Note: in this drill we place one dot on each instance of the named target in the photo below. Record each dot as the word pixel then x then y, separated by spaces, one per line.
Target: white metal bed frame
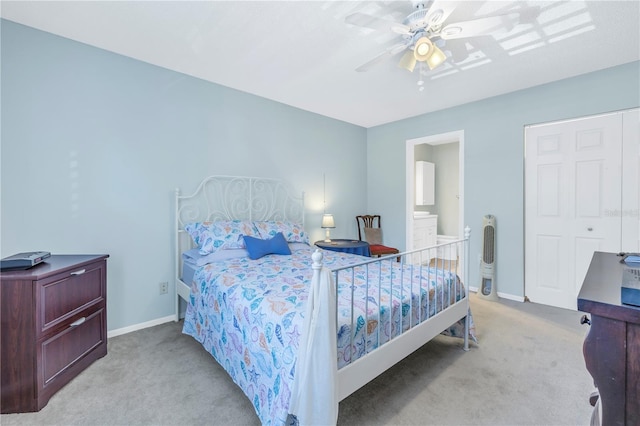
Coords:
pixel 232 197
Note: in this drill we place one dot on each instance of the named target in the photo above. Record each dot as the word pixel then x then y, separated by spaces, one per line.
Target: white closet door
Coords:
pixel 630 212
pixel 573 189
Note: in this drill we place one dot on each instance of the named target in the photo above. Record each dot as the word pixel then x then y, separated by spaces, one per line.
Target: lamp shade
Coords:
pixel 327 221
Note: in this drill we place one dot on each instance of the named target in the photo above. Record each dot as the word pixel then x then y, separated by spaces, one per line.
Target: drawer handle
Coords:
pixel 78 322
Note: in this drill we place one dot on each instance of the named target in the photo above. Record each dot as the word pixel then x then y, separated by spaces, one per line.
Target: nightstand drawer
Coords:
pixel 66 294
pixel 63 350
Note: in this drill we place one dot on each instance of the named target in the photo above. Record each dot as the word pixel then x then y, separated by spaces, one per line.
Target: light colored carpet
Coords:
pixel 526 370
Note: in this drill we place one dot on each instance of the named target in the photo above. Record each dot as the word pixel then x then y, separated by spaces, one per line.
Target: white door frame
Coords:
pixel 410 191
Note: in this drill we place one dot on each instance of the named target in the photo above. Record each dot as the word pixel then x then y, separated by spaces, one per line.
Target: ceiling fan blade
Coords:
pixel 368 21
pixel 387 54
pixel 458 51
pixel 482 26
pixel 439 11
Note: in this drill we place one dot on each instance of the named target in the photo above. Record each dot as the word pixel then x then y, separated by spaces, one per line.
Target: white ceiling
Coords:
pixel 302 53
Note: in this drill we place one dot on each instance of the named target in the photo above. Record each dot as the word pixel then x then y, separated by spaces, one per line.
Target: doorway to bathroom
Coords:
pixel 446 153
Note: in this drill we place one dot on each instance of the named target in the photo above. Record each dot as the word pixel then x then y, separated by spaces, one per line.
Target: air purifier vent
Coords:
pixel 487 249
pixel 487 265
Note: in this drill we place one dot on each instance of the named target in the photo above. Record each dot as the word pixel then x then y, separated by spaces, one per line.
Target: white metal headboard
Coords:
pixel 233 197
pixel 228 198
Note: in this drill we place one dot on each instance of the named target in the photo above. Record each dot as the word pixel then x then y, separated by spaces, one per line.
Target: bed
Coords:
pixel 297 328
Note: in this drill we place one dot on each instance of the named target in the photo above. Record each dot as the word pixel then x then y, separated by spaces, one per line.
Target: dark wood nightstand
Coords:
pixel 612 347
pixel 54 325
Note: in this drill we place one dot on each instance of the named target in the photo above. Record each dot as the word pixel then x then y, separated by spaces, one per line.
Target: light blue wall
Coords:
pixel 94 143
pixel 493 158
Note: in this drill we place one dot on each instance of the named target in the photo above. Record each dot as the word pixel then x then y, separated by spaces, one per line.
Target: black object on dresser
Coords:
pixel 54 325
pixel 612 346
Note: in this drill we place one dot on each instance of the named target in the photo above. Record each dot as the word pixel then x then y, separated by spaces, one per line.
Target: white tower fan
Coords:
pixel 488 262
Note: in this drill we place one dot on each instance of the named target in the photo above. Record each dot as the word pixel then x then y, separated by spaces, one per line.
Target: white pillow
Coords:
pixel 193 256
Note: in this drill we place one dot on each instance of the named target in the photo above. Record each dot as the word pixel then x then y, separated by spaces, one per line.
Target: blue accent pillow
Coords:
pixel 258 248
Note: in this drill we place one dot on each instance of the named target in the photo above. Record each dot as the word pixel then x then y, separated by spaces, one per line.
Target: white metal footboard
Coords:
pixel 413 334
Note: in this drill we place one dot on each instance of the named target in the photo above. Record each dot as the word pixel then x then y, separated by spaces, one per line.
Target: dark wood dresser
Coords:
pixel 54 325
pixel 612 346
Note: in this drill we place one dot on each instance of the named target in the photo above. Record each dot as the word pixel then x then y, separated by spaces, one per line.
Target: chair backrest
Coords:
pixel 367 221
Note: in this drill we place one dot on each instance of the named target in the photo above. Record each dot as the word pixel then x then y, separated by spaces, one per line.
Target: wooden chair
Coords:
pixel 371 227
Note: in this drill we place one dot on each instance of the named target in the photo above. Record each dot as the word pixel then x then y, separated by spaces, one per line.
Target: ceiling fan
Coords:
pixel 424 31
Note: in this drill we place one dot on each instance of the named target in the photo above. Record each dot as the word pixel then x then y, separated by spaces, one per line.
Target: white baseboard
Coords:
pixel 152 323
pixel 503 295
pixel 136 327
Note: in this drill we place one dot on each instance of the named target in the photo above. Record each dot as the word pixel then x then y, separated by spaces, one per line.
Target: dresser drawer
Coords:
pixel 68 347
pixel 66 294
---
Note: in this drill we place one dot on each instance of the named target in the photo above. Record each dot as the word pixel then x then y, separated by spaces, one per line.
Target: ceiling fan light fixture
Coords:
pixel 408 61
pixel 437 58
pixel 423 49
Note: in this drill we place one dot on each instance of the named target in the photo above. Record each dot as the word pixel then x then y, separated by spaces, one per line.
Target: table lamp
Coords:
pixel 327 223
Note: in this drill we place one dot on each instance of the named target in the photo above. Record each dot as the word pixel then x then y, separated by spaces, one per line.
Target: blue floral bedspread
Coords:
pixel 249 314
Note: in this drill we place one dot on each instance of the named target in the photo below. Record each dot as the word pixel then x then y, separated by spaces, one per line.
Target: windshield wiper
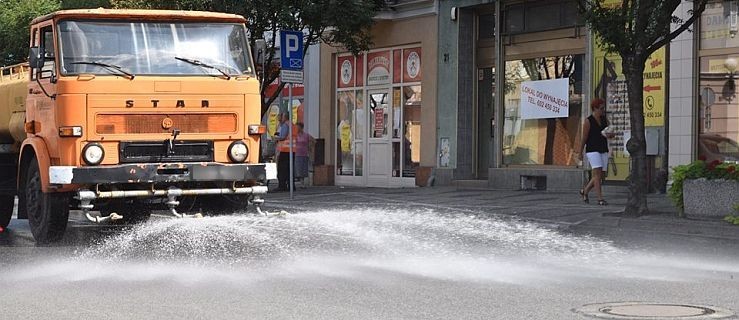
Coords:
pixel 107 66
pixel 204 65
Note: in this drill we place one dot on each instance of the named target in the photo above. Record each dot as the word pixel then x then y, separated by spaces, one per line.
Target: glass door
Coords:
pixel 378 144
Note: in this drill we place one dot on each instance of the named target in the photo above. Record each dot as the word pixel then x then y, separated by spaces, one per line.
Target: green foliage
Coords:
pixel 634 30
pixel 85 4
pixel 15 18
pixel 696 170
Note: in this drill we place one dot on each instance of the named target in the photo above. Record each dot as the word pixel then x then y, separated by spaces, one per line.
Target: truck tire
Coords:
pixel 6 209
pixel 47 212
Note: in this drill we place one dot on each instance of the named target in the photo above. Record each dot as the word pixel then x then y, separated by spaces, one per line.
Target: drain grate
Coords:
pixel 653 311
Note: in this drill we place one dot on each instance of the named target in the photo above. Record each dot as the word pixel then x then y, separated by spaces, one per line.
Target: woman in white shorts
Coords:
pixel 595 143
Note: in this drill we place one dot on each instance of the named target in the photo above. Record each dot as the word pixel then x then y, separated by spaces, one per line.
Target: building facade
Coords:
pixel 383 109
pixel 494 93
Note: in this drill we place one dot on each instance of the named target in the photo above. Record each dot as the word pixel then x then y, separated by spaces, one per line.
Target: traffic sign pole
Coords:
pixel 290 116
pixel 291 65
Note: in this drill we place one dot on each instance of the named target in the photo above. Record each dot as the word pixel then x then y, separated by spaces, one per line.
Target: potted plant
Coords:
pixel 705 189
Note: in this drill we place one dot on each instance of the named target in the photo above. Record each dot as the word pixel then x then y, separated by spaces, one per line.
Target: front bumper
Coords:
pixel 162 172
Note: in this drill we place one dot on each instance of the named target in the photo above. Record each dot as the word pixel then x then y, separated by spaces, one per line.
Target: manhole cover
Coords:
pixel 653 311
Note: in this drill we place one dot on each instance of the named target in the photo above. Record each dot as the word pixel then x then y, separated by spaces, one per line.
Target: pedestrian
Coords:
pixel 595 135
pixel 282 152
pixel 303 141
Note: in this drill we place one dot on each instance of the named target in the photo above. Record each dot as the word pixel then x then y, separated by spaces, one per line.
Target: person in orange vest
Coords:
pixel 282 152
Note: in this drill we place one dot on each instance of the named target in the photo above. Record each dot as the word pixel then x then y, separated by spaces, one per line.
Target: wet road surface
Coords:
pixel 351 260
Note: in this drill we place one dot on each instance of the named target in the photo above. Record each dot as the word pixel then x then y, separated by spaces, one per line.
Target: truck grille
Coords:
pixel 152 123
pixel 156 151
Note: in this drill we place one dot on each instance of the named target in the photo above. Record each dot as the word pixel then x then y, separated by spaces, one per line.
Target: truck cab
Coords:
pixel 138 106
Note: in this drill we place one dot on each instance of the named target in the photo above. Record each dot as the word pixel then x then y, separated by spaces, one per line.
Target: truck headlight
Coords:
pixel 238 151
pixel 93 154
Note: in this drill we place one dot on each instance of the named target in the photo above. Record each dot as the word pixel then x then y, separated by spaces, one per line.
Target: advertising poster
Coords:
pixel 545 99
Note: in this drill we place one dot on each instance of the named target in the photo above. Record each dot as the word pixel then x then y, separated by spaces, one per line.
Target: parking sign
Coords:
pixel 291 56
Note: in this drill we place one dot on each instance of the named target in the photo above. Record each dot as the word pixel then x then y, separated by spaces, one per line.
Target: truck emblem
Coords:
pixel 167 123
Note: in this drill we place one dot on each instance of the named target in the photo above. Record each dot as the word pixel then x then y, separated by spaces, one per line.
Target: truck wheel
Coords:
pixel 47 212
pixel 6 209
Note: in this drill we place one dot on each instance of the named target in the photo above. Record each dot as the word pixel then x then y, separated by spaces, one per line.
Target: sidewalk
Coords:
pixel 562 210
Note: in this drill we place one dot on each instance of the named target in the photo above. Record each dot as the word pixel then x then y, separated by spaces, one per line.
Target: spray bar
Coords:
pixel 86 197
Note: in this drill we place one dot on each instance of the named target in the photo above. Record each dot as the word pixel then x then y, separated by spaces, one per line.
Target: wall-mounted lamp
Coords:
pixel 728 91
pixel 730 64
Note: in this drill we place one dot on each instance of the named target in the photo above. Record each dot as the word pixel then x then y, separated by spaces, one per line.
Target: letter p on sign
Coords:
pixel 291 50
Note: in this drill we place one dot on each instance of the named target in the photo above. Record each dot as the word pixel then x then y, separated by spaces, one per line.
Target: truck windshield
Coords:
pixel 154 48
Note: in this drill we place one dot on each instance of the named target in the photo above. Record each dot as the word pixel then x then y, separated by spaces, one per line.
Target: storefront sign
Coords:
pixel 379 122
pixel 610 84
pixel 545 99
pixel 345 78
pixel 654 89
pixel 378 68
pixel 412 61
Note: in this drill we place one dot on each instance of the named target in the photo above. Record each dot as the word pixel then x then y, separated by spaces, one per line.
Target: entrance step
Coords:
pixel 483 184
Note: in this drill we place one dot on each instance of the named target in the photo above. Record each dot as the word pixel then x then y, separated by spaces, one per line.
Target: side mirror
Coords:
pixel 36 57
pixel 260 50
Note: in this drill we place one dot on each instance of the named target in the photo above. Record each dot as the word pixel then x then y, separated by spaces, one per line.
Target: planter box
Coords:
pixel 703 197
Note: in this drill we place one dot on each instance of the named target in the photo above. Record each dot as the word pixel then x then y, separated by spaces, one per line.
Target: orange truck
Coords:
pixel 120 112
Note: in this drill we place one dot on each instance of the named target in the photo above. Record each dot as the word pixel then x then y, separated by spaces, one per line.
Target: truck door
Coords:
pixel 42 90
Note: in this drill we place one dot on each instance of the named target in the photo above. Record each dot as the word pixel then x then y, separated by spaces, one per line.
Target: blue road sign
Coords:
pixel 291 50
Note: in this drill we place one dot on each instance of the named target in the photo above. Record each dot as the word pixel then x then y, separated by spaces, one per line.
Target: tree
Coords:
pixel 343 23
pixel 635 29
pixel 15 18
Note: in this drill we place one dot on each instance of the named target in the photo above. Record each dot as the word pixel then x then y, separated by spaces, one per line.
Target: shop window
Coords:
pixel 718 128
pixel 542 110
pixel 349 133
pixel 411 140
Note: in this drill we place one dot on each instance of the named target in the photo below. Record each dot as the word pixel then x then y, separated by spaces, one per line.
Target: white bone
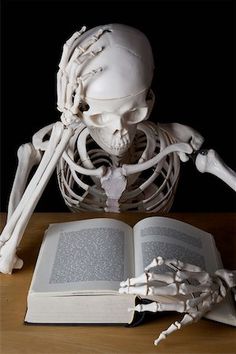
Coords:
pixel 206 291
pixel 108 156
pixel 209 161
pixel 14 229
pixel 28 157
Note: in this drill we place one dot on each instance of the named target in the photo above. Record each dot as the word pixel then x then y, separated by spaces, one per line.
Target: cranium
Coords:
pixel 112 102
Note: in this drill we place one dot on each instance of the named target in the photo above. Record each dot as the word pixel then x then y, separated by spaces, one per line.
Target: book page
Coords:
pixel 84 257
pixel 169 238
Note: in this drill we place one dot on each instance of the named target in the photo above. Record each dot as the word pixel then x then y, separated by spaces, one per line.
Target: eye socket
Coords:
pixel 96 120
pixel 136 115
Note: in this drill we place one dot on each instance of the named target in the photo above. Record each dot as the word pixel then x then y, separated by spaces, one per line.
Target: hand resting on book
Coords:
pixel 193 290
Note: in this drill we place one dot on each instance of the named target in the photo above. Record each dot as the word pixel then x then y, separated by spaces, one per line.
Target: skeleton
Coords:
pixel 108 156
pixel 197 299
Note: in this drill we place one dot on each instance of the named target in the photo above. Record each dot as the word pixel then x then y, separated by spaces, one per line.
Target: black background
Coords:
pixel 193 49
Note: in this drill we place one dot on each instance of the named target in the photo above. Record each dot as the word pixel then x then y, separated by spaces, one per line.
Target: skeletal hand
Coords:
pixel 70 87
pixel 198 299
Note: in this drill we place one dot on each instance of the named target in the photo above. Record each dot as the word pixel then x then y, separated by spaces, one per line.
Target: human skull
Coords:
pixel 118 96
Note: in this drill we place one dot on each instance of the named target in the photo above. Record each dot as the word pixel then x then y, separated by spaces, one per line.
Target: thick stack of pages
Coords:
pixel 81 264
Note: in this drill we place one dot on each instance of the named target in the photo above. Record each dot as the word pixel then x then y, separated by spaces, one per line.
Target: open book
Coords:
--
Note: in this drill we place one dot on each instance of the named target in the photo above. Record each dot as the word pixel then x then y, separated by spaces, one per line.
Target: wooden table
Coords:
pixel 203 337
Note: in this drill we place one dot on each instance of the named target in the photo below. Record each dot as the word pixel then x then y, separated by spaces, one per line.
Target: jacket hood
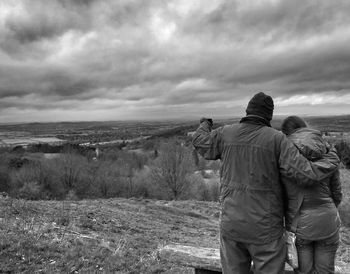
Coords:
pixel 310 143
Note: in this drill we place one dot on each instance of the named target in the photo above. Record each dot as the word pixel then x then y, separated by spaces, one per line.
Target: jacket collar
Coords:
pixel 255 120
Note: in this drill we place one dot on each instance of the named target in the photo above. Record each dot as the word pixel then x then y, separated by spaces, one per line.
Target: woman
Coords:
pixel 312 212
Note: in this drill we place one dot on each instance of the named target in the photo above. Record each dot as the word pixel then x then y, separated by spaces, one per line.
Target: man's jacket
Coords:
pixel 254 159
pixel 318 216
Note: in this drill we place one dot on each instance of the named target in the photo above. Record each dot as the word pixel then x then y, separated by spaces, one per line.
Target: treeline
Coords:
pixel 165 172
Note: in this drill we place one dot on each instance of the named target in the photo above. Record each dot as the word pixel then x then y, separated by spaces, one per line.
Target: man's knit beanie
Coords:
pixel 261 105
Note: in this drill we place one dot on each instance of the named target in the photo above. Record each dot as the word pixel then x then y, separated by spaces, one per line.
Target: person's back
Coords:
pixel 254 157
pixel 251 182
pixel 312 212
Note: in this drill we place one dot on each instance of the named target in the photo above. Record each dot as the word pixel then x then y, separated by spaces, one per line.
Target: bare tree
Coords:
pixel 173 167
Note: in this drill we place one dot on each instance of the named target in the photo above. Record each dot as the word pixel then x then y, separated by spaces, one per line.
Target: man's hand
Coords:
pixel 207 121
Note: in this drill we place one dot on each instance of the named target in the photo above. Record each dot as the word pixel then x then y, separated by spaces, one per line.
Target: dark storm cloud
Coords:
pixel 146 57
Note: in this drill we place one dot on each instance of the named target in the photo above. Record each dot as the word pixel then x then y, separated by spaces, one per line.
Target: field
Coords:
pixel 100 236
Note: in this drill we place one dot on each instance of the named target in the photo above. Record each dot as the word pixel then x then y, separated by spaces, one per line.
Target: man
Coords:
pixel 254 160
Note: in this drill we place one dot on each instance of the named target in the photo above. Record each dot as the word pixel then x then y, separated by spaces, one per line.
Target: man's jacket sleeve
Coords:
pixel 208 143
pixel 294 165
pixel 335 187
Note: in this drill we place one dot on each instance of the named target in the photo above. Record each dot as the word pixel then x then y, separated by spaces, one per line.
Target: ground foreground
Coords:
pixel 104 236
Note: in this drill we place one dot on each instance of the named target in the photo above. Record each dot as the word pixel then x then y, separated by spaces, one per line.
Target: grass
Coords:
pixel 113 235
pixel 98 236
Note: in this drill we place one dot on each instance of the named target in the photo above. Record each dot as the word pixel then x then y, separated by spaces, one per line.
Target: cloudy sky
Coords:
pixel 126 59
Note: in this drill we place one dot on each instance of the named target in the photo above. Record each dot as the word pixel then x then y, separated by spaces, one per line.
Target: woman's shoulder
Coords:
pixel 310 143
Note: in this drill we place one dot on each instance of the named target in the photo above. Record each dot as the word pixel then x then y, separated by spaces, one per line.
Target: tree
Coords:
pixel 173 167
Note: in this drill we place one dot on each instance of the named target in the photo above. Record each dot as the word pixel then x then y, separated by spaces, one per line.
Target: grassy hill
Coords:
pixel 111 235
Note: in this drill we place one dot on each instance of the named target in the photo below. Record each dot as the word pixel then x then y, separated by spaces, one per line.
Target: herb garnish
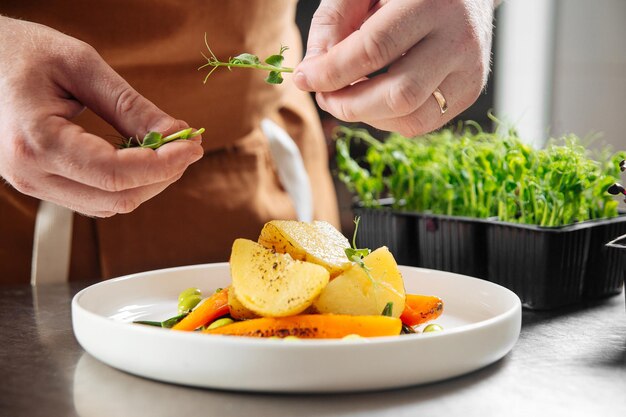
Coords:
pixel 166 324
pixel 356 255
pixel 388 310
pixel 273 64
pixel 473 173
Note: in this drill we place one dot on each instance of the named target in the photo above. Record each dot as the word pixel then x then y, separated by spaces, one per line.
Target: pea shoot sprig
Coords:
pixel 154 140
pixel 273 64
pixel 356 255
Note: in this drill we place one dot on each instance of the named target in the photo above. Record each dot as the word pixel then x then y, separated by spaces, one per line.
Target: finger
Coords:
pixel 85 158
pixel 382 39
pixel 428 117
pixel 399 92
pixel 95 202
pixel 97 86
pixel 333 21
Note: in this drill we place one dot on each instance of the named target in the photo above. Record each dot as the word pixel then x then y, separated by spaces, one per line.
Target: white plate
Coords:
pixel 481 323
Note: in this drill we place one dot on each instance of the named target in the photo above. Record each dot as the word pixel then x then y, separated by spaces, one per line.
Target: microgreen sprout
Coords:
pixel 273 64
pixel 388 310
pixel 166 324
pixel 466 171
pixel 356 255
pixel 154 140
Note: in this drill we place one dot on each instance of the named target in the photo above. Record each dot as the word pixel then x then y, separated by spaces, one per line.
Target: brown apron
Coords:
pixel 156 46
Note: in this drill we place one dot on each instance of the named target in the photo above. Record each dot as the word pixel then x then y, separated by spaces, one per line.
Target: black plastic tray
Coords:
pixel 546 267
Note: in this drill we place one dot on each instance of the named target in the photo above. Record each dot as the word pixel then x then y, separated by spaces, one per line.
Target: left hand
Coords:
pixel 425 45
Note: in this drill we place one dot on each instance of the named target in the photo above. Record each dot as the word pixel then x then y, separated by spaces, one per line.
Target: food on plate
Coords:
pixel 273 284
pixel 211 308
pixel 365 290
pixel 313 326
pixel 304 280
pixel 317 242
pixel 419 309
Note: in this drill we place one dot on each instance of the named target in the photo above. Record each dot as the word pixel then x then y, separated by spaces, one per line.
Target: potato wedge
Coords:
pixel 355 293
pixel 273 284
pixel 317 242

### Task prompt
Report, for the data above, every line in which the string "table" appears.

### Your response
Target: table lamp
Target: wooden table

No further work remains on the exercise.